Texte de lecture -
Quand je pense que ce solide auvergnat de Jean Ajalbert a été depuis dreyfusard et que ce champenois de Pol Neveux aussi l’a été, je n’en reviens pas. Pol Neveux ne paraissait que rarement à Auteuil, car avant tous il admirait Flaubert et il chérissait Pouvillon. Mon grand Pol, va ! Il faut l’entendre déclamant, comme au « gueuloir » une période de Madame Bovary ou de l’Éducation Sentimentale… car il sait tout par cœur de son bon gaulois de maître aux moustaches longues, et même la Correspondance, pleine de cris absurdes et délicieux. Le À Rebours d’Huysmans avait mis à la mode Bodega, le grand marchand de vins et liqueurs qui fait le coin de la rue de Rivoli et de la rue de Castiglione, où des tonneaux superposés évoquent invinciblement la Barrique d’Amontillado d’Edgar Poe. On retrouvait là Neveux installé, entre Pouvillon silencieux et un porto doré, et tout aussitôt le champenois vantait les petits crus « pas encore tripotés » de son patelin, lesquels sont en effet parmi les premiers vins de France, légers, pétillants et secs. Il mettait la dernière main à son roman ironico-rustique Golo, chef-d’œuvre du genre et sur lequel je reviendrai à propos du flaubertisme.

Exercices -
1: D'après le texte de lecture, à l'angle de quelles rues se trouve Bodega ?
2: Relevez toutes les personnes nommées dans le texte de lecture.
3: Résumez sous forme de liste le paragraphe du texte de lecture qui commence par « Quand je pense », en conservant ses faits principaux.

Annotations de coordonnées -
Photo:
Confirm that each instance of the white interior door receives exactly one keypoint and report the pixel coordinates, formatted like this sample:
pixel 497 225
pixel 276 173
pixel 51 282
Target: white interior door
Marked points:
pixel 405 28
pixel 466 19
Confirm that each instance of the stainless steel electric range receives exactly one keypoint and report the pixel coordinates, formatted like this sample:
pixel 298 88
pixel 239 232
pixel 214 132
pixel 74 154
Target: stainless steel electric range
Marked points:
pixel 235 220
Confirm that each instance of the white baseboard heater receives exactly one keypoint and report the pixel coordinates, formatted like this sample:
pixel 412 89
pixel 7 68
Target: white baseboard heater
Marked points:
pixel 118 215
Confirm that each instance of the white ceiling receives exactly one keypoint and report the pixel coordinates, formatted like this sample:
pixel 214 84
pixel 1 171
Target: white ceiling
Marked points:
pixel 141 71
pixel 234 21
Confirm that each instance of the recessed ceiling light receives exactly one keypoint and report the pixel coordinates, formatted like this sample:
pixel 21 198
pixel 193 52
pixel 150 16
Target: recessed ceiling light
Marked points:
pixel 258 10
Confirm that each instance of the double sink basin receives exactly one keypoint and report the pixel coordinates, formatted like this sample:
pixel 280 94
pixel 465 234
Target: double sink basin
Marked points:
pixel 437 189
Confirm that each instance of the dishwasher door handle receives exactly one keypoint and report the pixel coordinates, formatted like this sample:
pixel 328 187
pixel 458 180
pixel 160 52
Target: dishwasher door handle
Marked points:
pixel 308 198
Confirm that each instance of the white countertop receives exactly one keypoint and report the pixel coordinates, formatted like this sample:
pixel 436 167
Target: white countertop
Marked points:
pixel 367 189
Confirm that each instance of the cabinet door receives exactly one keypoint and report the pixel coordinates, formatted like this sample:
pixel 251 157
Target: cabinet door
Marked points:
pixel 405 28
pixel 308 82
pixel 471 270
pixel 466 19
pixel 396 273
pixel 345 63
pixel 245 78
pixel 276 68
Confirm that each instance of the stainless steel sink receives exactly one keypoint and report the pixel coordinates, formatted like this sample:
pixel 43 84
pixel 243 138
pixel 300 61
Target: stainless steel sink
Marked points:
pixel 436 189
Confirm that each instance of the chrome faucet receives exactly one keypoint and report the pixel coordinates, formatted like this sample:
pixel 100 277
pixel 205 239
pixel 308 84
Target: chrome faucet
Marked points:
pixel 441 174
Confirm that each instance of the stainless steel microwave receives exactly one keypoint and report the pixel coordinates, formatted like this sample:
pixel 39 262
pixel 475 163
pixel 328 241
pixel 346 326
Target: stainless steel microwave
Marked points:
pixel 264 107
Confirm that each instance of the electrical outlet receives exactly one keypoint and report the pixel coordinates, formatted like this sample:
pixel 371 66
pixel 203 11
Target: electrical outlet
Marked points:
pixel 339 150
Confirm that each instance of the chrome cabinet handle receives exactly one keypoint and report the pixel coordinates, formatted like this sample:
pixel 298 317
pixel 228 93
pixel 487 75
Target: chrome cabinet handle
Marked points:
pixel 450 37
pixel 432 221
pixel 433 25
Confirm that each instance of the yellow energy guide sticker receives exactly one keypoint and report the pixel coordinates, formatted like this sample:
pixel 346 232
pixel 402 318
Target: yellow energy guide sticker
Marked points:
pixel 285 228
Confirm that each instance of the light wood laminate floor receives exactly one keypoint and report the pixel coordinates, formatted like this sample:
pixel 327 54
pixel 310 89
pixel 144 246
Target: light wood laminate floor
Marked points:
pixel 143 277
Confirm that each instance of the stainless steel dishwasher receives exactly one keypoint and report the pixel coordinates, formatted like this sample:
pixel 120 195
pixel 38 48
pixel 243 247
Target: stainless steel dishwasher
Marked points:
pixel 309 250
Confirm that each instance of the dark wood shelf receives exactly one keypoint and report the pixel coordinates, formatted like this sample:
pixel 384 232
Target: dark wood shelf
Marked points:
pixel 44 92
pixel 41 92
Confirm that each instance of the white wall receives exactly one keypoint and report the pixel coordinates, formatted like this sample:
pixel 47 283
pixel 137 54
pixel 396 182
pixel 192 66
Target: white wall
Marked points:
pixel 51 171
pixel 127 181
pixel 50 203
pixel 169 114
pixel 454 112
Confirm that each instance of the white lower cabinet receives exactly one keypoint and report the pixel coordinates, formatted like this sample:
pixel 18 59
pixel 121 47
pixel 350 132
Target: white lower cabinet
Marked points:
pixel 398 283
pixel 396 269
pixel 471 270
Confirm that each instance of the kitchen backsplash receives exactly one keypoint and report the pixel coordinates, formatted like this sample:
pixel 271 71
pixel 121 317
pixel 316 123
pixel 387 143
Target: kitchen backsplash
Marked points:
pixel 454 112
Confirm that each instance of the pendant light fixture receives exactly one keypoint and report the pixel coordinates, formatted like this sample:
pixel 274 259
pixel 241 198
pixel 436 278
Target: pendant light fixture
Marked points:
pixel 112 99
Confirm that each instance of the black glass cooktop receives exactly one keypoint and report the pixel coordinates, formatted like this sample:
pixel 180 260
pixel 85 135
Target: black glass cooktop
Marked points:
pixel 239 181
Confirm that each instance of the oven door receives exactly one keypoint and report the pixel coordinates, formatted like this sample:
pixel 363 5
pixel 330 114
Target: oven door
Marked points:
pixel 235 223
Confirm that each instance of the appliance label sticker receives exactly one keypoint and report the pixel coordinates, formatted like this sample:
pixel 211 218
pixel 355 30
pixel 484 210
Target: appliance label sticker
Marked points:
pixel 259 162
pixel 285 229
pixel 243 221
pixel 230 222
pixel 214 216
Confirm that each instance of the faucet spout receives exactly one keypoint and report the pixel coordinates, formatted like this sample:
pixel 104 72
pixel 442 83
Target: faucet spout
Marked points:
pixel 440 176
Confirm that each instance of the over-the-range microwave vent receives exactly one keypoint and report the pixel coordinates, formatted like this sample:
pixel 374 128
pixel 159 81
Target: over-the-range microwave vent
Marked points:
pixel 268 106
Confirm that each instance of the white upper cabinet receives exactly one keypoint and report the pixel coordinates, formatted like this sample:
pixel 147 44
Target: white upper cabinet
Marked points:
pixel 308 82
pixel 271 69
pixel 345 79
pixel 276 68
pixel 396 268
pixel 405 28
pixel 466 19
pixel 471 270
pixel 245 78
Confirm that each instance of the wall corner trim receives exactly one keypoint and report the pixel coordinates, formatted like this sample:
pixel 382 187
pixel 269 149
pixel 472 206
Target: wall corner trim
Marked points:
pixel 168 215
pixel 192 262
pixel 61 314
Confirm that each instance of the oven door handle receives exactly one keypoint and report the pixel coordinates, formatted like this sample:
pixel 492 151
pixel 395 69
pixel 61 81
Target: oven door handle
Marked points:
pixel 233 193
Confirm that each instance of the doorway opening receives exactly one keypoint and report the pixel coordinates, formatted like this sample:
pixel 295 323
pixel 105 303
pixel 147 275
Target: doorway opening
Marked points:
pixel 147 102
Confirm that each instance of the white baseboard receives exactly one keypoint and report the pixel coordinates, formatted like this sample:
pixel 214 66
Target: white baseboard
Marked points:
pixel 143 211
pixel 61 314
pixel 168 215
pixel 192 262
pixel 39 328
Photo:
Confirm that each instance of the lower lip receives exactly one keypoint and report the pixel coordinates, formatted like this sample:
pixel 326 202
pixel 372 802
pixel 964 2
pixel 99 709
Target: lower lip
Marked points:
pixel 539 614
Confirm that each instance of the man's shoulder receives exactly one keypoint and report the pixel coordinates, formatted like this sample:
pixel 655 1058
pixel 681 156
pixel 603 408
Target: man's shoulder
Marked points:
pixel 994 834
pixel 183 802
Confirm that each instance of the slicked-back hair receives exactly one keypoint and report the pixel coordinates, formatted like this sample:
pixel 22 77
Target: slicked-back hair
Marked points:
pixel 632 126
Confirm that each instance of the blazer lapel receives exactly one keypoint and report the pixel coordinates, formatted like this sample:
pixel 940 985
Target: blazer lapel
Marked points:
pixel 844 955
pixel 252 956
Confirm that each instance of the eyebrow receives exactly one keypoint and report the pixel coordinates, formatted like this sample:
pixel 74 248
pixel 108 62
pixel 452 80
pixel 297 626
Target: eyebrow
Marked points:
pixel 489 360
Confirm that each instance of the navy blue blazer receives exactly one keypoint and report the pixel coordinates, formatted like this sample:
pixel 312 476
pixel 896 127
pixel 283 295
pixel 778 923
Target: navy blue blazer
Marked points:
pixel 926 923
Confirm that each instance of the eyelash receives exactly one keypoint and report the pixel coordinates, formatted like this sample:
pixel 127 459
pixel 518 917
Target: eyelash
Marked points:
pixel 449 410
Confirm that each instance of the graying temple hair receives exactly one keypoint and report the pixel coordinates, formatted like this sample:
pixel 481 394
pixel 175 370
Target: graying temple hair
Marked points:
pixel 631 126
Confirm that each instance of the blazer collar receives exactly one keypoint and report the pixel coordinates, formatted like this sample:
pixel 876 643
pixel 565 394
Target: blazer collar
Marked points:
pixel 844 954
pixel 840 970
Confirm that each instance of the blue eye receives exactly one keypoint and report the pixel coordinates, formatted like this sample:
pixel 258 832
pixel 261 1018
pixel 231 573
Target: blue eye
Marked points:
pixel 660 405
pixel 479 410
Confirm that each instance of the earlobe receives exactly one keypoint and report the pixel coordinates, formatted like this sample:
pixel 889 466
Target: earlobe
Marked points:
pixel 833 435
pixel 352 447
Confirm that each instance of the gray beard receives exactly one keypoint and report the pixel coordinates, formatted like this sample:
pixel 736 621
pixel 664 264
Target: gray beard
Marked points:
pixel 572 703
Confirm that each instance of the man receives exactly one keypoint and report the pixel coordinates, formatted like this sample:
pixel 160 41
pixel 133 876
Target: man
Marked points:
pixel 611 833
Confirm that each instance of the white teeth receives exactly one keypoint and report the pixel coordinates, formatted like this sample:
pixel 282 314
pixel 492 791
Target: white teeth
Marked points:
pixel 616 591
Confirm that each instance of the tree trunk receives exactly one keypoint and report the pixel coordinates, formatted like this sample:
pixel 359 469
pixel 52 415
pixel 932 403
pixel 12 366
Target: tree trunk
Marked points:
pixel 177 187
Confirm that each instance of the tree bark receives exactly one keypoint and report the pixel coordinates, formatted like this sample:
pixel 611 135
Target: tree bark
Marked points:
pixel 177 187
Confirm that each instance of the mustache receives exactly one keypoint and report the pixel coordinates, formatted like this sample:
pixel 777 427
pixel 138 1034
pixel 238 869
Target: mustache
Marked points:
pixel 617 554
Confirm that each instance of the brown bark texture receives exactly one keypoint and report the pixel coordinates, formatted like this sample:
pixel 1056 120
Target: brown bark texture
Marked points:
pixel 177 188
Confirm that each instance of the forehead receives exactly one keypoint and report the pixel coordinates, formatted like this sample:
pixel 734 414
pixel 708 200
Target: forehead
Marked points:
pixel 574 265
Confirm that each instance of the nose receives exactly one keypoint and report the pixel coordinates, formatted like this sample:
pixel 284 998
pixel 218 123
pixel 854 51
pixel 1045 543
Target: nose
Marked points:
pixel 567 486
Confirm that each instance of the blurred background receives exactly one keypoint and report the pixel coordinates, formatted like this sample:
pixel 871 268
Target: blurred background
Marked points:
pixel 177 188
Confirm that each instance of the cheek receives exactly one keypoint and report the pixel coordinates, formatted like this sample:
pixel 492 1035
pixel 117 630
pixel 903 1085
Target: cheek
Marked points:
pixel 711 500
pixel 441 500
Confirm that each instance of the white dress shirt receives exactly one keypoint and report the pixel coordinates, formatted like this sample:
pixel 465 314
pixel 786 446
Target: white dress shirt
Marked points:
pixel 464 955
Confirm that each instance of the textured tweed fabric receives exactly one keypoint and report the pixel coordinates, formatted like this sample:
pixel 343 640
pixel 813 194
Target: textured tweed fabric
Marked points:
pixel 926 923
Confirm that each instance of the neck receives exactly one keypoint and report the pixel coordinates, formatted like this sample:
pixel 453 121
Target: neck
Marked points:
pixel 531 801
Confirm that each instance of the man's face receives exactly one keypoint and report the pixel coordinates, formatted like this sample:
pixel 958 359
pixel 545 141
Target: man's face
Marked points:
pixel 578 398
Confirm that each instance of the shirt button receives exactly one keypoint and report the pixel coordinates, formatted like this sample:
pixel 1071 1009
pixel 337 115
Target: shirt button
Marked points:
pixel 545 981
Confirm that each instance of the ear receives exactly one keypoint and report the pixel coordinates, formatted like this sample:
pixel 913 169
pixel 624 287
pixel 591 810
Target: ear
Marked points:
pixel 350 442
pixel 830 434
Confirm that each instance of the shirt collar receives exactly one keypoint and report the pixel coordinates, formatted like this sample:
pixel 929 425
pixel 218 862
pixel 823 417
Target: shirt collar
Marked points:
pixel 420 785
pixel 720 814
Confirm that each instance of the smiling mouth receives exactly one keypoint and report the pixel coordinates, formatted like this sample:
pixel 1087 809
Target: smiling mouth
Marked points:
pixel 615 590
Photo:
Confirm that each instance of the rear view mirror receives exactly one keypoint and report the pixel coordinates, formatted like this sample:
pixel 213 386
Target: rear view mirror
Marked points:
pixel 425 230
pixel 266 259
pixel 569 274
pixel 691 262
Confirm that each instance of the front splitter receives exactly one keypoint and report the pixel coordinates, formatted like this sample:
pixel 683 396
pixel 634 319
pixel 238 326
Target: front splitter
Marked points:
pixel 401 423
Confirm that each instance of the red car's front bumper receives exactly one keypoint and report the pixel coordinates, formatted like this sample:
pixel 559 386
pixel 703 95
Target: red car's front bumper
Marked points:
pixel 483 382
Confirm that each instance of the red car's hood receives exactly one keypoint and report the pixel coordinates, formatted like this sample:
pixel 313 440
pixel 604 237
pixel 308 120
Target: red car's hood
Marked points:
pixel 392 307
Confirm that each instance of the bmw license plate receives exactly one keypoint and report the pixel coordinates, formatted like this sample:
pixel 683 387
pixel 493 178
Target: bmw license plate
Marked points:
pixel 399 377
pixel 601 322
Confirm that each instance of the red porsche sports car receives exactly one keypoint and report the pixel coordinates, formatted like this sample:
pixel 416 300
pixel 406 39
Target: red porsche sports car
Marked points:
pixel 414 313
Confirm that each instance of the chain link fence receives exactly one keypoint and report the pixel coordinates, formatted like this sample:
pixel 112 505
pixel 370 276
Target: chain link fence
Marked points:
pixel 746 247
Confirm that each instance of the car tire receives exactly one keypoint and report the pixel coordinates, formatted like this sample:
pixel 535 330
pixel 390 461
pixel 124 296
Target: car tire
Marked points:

Résultats attendus -
1: Au coin de la rue de Rivoli et de la rue de Castiglione.

2:
- Jean Ajalbert
- Pol Neveux
- Flaubert
- Pouvillon
- Huysmans
- Edgar Poe

3:
- Jean Ajalbert, Auvergnat, et Pol Neveux, Champenois, ont tous deux été dreyfusards, ce qui étonne beaucoup.
- Pol Neveux venait rarement à Auteuil. Il admirait avant tout Flaubert et chérissait Pouvillon.
- Il connaît tout Flaubert par cœur, y compris la Correspondance. Il déclame des passages de Madame Bovary ou de l'Éducation sentimentale.
- À Rebours de Huysmans avait mis à la mode Bodega, grand marchand de vins et liqueurs au coin de la rue de Rivoli et de la rue de Castiglione. Ses tonneaux superposés évoquent la Barrique d'Amontillado d'Edgar Poe.
- On y trouvait Neveux entre Pouvillon et un porto. Il vantait les petits crus de son pays, légers, pétillants et secs.
- Il achevait alors Golo, roman ironico-rustique qualifié de chef-d'œuvre du genre. Il en sera de nouveau question à propos du flaubertisme.